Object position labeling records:
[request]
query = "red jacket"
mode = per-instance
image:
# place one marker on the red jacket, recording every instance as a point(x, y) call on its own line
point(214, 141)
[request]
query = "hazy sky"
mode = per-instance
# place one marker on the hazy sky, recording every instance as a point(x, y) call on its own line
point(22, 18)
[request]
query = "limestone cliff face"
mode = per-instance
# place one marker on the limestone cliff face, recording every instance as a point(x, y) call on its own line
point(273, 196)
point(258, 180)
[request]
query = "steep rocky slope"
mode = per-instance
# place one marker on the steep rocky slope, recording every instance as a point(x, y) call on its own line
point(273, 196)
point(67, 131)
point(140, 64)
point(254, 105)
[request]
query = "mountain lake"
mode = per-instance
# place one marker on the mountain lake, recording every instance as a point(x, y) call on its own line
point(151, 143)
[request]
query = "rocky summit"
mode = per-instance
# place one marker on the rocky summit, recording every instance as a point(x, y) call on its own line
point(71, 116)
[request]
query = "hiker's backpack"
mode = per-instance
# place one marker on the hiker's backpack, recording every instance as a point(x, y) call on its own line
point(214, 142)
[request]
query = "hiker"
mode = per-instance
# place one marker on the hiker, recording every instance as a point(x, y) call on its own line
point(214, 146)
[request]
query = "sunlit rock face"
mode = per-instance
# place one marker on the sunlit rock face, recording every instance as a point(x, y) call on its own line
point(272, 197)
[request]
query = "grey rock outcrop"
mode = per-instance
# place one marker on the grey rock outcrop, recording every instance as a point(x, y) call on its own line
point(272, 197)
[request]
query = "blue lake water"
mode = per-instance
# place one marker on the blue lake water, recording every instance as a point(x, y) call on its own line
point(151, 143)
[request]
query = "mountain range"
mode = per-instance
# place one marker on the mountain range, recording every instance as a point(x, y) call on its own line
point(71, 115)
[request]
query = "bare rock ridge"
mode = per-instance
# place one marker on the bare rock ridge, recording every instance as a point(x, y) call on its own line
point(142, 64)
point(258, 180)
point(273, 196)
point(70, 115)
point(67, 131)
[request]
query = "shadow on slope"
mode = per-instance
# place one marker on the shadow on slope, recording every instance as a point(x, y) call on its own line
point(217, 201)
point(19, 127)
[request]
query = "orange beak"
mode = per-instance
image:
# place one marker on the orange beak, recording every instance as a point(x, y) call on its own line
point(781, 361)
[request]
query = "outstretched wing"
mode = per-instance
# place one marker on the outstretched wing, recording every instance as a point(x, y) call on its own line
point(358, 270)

** AIM **
Report every line of the records above that contains the word "grey", copying each such line in full. Case counts, so match only lines where the word appears with the same capitalization.

** SOLVED EXERCISE **
query = "grey rock outcrop"
# place one marker on the grey rock outcrop, recording every instance as a point(x, y) call on its own line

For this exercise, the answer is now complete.